What the task asks:
For this task, every record below must be reproduced exactly.

Point-per-instance localization data:
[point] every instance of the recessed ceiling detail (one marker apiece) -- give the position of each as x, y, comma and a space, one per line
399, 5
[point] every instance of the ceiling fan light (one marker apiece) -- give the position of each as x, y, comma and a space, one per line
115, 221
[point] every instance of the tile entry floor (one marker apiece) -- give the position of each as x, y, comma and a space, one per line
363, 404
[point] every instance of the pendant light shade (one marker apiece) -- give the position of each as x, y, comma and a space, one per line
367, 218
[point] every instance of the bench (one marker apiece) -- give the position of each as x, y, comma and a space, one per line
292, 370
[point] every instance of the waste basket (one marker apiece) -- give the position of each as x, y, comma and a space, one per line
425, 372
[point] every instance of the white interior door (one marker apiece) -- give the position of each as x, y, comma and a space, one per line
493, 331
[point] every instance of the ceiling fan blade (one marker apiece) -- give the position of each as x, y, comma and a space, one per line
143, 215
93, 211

Expected answer:
[point] every instance of the recessed ceiling detail (one marker apiece) -- give the position of each as x, y, comma and a space, one per line
399, 5
[point] every instance of the ceiling fan light (one marker apiece) -- give the position of each as x, y, comma and a space, one per line
115, 221
[point] every instance of the tile entry floor (one marker apiece) -- give the position of each as x, y, comma and a space, one per line
363, 404
[point] every instance of the pendant light shade (one marker apiece) -- give the position of each as x, y, comma and a space, one per line
367, 218
[point] every instance of the bench (one marker apiece) -- give the position of each as x, y, comma and a space, one per line
292, 370
[point] every instance of the waste basket (one marker apiece) -- give the position of each as x, y, comma and a space, one per line
425, 372
[point] every instance of the white interior door (one marker apiece) -- give the position of each as x, y, comma and a space, one per line
493, 331
[point] every instance of the ceiling fan blade (one marker apiece) -- give the position of each as x, y, comma and a space, one per line
143, 215
93, 211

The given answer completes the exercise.